__Short exercise 1__. Please list the fears the oldest boy names in the post about children's fears below.

__Document extract__.
▼▼▼

The Reality of Fear and What to Do Next

Sarah Anderson wrote a great blog about talking with our kids about their fears. 

The Reality of Fear and What to Do Next

[One day] I asked my two boys what they were most afraid of. My youngest, without skipping a beat, told me water buffalos and cobras. My oldest, still only seven, told me, imaginary monsters at night, robbers, America being destroyed, and the universe exploding.

I didn’t see that coming.

So I did what I’ve always done. I told my youngest, lucky us, we don’t live near cobras or water buffalos. So, crisis averted there. And then to my oldest I said, there were no monsters, our house was safe, American would be fine, and the universe appears to making it okay as it is. Fingers crossed.

Little did I know, less than 24 hours later, the United States would witness the largest mass shooting in it’s history—more than 50 people gunned down at a concert, from the 32nd floor of a hotel on the Las Vegas strip—and that I would give anything to go back to talk about water buffalos, instead of having to control access to phones, computers or the TV that would be doused in coverage of the carnage let loose on an unsuspecting crowd.

It hit me, the morning the news broke, that the years where I am able to shield and protect and reason my children out of their looming fears and their crippling anxieties are coming to an end. Sooner than I’m ready for cobras won’t make the top ten fears, and I won’t appear nearly as knowledgeable or courageous when it comes to putting their fears to rest. Instead, the six o’ clock news with coverage of gun massacres and natural disasters and unstable dictators will be real and looming and unavoidable.

What do I do when the monster under the bed becomes a real-life monster wielding an arsenal of guns, or is threatening nuclear war, or is a terrorizing storm the size of Texas that sits over the states and wreaks havoc on the civilization below?

What do I do when the fear our kids vocalize is the fear we too feel inside but can’t possibly let them see?

Or when the fear they are looking to us to brush aside and write off, is the same fear that keeps us up at night?

What then?

The truth is, I don’t know. I’m still in the fear of water buffalo stage. But there are a couple of things I do know when it comes to wrestling the fear in our lives and the lives of our kids:

1. Fear feeds on the unknown.

▲▲▲

__Data supplied__.
▼▼▼

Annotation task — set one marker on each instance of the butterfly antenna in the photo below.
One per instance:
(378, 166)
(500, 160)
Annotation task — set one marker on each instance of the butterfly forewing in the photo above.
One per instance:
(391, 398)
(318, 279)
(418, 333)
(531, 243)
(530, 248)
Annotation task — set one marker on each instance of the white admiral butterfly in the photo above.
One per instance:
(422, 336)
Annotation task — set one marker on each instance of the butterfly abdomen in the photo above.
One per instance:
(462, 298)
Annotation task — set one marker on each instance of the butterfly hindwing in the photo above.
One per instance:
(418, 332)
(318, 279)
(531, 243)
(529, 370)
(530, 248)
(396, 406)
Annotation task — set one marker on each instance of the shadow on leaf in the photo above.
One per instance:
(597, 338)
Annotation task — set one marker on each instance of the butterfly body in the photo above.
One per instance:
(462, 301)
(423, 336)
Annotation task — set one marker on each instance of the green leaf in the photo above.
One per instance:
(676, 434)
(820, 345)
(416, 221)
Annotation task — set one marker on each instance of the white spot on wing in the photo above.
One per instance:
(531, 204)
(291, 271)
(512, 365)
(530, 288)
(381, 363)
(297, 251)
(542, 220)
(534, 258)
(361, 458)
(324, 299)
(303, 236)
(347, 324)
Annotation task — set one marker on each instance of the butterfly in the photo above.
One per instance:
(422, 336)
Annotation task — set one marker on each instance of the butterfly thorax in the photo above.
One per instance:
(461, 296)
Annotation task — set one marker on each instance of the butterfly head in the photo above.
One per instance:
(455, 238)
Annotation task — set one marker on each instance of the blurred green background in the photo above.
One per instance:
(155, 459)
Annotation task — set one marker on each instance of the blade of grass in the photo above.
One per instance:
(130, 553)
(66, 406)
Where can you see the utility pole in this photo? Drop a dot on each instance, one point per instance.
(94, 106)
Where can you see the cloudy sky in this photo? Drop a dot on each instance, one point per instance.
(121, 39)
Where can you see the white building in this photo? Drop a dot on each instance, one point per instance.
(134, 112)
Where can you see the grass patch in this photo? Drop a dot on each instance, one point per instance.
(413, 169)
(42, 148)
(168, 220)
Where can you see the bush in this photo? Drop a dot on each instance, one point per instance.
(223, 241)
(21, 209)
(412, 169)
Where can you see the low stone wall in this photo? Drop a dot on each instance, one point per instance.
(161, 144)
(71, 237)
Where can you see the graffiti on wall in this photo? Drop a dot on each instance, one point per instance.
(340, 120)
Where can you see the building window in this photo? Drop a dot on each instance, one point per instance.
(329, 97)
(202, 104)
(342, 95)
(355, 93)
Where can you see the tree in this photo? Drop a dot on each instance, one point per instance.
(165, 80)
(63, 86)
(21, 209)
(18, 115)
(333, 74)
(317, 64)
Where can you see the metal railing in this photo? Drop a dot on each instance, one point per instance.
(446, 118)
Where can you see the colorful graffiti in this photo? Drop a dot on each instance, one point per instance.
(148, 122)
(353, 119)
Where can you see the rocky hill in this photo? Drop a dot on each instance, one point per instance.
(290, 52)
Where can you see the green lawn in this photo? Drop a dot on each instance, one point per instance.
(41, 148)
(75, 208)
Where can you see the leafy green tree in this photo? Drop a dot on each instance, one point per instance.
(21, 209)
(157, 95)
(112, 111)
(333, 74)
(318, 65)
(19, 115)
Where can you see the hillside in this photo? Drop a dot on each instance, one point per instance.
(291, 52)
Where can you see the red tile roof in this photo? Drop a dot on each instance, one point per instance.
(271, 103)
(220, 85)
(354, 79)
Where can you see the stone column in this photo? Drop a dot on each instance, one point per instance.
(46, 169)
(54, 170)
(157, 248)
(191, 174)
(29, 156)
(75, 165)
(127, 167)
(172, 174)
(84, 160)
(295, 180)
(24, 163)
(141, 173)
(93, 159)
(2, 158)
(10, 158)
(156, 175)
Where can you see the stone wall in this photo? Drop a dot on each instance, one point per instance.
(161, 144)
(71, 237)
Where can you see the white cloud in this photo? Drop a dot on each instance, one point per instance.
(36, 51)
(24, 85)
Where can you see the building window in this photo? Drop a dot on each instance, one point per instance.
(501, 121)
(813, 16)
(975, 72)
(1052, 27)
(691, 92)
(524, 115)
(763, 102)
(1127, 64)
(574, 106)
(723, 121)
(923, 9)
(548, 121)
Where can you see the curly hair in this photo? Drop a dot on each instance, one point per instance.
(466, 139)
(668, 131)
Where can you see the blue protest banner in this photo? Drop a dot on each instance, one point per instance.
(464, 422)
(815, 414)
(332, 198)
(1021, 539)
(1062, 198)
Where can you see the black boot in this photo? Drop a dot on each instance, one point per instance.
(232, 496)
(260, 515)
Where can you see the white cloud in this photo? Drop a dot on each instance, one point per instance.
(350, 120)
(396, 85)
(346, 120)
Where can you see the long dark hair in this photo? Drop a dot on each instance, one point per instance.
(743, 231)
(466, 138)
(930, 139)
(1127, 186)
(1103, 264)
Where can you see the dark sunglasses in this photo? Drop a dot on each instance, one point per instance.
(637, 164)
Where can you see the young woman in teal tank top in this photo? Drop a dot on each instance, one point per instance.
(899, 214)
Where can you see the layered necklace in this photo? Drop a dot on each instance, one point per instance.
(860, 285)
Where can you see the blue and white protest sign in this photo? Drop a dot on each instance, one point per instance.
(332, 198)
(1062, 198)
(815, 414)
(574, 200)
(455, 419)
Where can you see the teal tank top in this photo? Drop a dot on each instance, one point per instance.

▲▲▲

__Short exercise 2__. Pick out every line of the rows above that contains the string "blue". Case counts.

__Correct result 1__.
- imaginary monsters at night
- robbers
- America being destroyed
- the universe exploding

__Correct result 2__.
Where can you see the blue protest banner in this photo? Drop a dot on each instance, one point per instance.
Where can you see the blue and white protest sign in this photo? Drop a dot on each instance, one point per instance.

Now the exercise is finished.